### Excerpt to read:
★ ★ ★ ★ ★

Saw this motherfucking movie again. The scene where Django
hears the story of Brunhilda, and his and Schultz's back and forth
still made my eyes almost tear up a bit (they was burnin'). So good.

Also noticed this time around in Stephen's first moment on screen,
he was signing checks, foreshadowing that he's the "man behind the man," and, essentially, the one who's running the plantation.

And when Django
dives backwards out of the dining room into the foyer and shoots the guy by the door
made me think of the beginning of the first shootout in The Killer (1989). I know Samuel L. Jackson mentioned in an interview that Tarantino combined spaghetti Western, slave epic and Hong Kong action cinema in this movie, and the move isn't something you see in every film shootout, so I wonder if that was a direct homage.

Yeah, no.

How so?

★ ★ ★ ★ ★

### What you will do:
1 – According to the movie comment, what is Stephen doing in his first moment on screen?
2 – Copy word for word the part of the movie comment that begins at the words "Also noticed this" and stops after the words "a direct homage.".
3 – Take the movie comment further, picking up right after its last line.

★ ★ ★ ★ ★

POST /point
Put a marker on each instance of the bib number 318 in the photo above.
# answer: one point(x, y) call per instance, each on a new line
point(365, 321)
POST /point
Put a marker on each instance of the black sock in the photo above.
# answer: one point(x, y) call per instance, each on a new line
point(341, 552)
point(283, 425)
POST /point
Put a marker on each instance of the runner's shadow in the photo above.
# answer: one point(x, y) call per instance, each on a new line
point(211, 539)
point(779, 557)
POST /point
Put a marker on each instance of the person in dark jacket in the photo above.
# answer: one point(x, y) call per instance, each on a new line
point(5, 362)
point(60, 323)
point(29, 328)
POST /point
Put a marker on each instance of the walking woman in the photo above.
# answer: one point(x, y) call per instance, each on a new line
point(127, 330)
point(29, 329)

★ ★ ★ ★ ★

### Task-by-task outputs:
1 – He is signing checks.

2 –
Also noticed this time around in Stephen's first moment on screen,
he was signing checks, foreshadowing that he's the "man behind the man," and, essentially, the one who's running the plantation.

And when Django
dives backwards out of the dining room into the foyer and shoots the guy by the door
made me think of the beginning of the first shootout in The Killer (1989). I know Samuel L. Jackson mentioned in an interview that Tarantino combined spaghetti Western, slave epic and Hong Kong action cinema in this movie, and the move isn't something you see in every film shootout, so I wonder if that was a direct homage.

3 –
Finally got around to seeing it and loved it. I invited my friend along last minute and he doesn't really follow QT so he had no idea what the movie was going to be like. He enjoyed it as well though. I think the best part of the movie is laughing at all the stuff that in reality shouldn't be a funny thing. I'm not sure if I liked it better than Inglorious Basterds though. I felt like that movie did the tense dialogue sections a bit better. Loved the blood and gunshot effects in this movie though. They were glorious.
 
Saw it a second time and realized that James Remar (Dexter's Dad), plays two characters in the film:

1) Right at the beginning, he plays Ace Speck. The first person that Dr. Schultz kills.
2) Then secondly, as Candle's henchmen Butch Pooch.


Was surprised I didn't catch it the first time... seems weird that QT would have him play two characters, though.
 
Saw it a second time and realized that James Remar (Dexter's Dad), plays two characters in the film:

1) Right at the beginning, he plays Ace Speck. The first person that Dr. Schultz kills.
2) Then secondly, as Candle's henchmen Butch Pooch.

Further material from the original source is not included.